▶ **DOCUMENT SECTION**:
════════════════════
Sunday, September 14, 2008

Choosing My Religion

I was baptised a Roman Catholic. Throughout my life I have wrestled with my given religion. At one point I was quite devout and even considered a life as a religious. When I look back and think of the whys and hows of why I practiced, I think I was longing for structure and a constant spirituality in my life. No matter how crazy my life at home was I could always count on mass being at the same time every Sunday. If my parents drank themselves into oblivion and were abusive or said hurtful things Jesus loved me. When my life seemed to fall apart at the seams I would drown my sorrow in prayer. I often prayed for strength just to get through whatever it was I was dealing with.

As I grew older I began to question my religion. The church's anti- gay stance really went against my personal beliefs. I still get angry in hearing that gays are not allowed to march at the St. Patrick's Day parade. I thought everyone was Irish on March 17 not just straight Catholics. The whole birth control/abortion thing drives me crazy too. The God I believe in is not sending a 15 year old girl living in a broken home to hell for having an abortion. I would never have an abortion but hey, I have no right to tell another woman what kind of decision to make with her body. Don't even get me started on the sexual abuse committed by priests and hid by the church. So I have lived as a cafeteria Catholic for many years picking an choosing the doctrine that suits me and my conscious. Let he who is without sin cast the first stone kind of thinking.
I don't attend mass except for weddings, funerals and the occasional christening.
════════════════════
▶ **DATA SHOWN**:
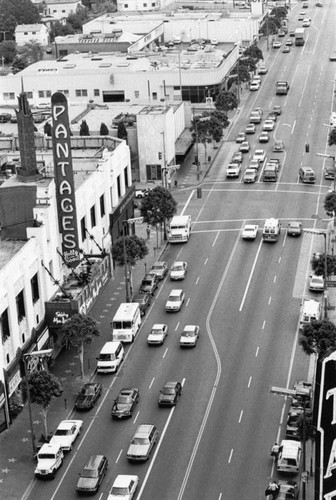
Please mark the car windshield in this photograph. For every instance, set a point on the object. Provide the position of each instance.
(168, 391)
(119, 491)
(138, 440)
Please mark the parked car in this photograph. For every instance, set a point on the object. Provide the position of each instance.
(66, 434)
(149, 284)
(157, 334)
(278, 146)
(144, 301)
(92, 475)
(124, 487)
(175, 301)
(294, 228)
(250, 176)
(170, 394)
(142, 443)
(250, 231)
(233, 170)
(125, 403)
(88, 396)
(178, 271)
(250, 128)
(159, 269)
(189, 336)
(316, 283)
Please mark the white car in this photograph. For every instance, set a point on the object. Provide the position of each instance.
(233, 170)
(250, 231)
(124, 487)
(189, 336)
(260, 155)
(316, 283)
(66, 434)
(157, 334)
(175, 301)
(268, 125)
(178, 271)
(250, 176)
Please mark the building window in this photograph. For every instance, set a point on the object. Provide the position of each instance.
(83, 229)
(35, 289)
(93, 216)
(118, 185)
(126, 177)
(9, 96)
(20, 306)
(102, 205)
(4, 323)
(81, 93)
(153, 172)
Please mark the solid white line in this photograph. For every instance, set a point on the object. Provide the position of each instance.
(250, 277)
(152, 382)
(119, 455)
(230, 457)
════════════════════
▶ **TO DO**:
1. In the blog post on religion, which religion was the writer baptised into?
2. Pick up the blog post on religion right after its last sentence and carry it on for a paragraph.
The records play no part in what comes next.

▶ **PER-TASK OUTPUTS**:
1. Roman Catholic.

2.
When my husband and I married eight years ago (he's Jewish) we had a reform rabbi officiate. My priest at the time refused to even meet with us because as he put it I would "be making a serious error in judgement before God" to marry someone who was not a Catholic. When I called the rabbi he asked me one question before we met: "Is he the one?" I didn't hesitate when saying yes my then fiance was "the one." We met the rabbi and he agreed to marry us. I had lots of questions for him during that first meeting. The big one was did I need to convert to Judaism before the wedding. He point blank told me no. He refused to covert anyone because of marriage. He said conversion would have to be for 'me' not anyone else. I thought this was an interesting concept and always held it in the back of my mind.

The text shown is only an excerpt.